● **WRITTEN EXERCISE 1**: In the text about the Bromley by Bow Centre, how many people does the Pie in the Sky Cafe employ?
-------- TEXT EXCERPT
Bromley-by-Bow is one of the most deprived areas in the country in the UK, with multiple social problems. At the same time, there are great reserves of energy and ability in the local community. The Bromley by Bow Centre is a community organisation which runs a variety of projects in an integrated way -linking health with education and enterprise, for example, or environment with training and family support - to serve as a focus for that energy and ability and so to help regenerate the area.
What the Centre does
Professional artists based in dedicated workshops at the Centre are at the core of most of the Centre's activities.
Every week, several hundred members of the local Bengali bengali community take part in educational and cultural activities, encouraging a vibrant mixed environment at the Centre.
The Pie in the Sky Cafe is a self-financing business run from the Centre employing six people. Popular with local people, it also provides high-quality external catering.
----------------
-------- RECORDS TO USE
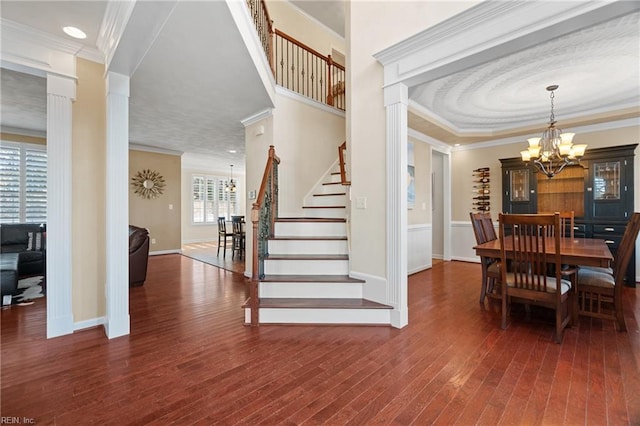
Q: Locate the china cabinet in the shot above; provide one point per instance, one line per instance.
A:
(599, 190)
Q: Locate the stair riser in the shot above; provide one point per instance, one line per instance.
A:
(306, 267)
(328, 200)
(311, 290)
(321, 316)
(311, 229)
(308, 247)
(332, 213)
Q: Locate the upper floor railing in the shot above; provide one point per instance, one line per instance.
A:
(297, 66)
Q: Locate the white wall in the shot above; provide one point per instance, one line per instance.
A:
(372, 27)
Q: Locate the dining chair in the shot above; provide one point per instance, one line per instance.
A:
(484, 231)
(567, 223)
(600, 289)
(237, 223)
(223, 235)
(527, 280)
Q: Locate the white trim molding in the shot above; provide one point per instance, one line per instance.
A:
(487, 31)
(395, 102)
(61, 92)
(117, 215)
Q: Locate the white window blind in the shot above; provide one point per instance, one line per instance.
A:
(210, 200)
(23, 183)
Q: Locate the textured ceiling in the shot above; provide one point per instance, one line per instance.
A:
(191, 91)
(597, 70)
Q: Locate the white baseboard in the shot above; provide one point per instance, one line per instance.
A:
(159, 252)
(94, 322)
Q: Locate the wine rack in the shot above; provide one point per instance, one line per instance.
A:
(481, 189)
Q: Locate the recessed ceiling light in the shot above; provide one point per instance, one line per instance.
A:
(74, 32)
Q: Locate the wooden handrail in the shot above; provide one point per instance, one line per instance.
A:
(268, 183)
(343, 168)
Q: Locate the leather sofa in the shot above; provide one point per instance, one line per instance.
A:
(22, 253)
(138, 255)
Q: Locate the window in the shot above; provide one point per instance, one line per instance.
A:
(23, 183)
(210, 199)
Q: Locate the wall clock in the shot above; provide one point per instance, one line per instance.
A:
(148, 184)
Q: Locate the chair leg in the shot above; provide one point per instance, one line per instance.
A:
(620, 316)
(483, 285)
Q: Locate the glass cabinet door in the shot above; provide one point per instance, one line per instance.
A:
(519, 185)
(606, 181)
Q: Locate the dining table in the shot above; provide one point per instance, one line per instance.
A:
(573, 251)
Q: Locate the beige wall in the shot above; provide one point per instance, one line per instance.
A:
(257, 151)
(88, 192)
(24, 139)
(421, 213)
(300, 26)
(198, 233)
(306, 140)
(163, 222)
(372, 27)
(464, 161)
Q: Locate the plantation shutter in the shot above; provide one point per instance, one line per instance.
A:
(198, 198)
(35, 186)
(9, 184)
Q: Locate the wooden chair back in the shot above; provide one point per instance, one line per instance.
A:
(476, 224)
(567, 223)
(487, 227)
(625, 249)
(527, 278)
(222, 225)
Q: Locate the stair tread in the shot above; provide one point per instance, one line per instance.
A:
(296, 238)
(317, 303)
(310, 219)
(307, 257)
(311, 278)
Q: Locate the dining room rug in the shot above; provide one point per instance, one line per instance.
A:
(28, 289)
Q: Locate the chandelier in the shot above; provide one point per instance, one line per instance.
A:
(554, 150)
(230, 185)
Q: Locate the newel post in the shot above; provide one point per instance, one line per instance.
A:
(253, 290)
(329, 85)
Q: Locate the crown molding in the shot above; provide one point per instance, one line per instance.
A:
(600, 127)
(489, 30)
(23, 132)
(114, 21)
(421, 137)
(147, 148)
(252, 119)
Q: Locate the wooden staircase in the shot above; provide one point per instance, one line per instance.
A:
(307, 270)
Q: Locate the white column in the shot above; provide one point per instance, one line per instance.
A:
(117, 286)
(61, 92)
(395, 101)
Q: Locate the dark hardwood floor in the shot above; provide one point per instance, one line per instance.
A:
(190, 360)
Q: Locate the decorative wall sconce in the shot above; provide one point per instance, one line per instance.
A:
(148, 184)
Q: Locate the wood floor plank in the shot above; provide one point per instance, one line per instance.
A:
(191, 360)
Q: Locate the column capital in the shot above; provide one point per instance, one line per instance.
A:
(61, 86)
(117, 84)
(396, 93)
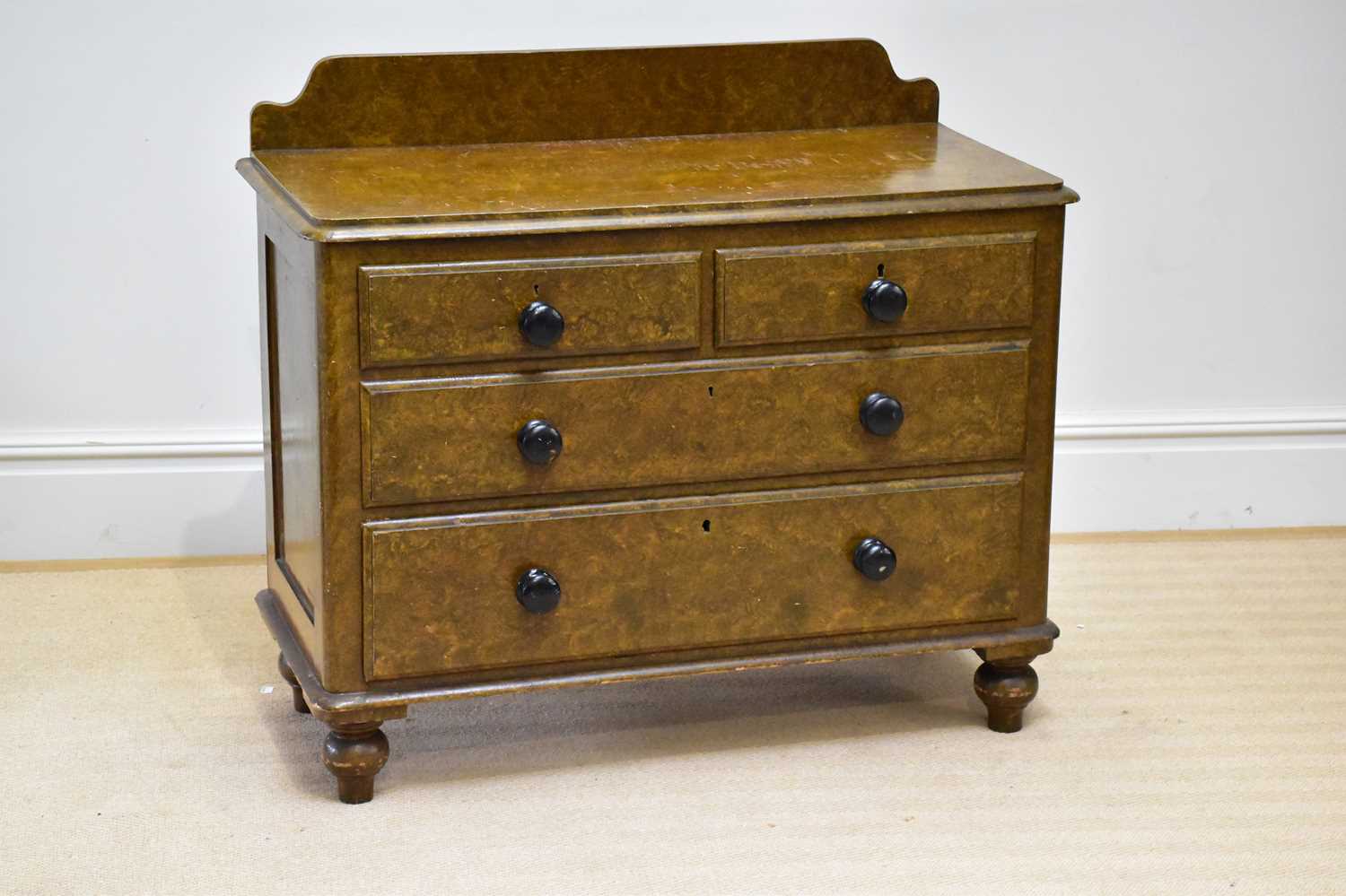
----------------
● **WRITTEN EXERCISE 2**: Count the lines of the listing that contain the string "column", treating uppercase and lowercase as different, and give only the number.

● **WORKED SOLUTION 1**: Six people.

● **WORKED SOLUTION 2**: 2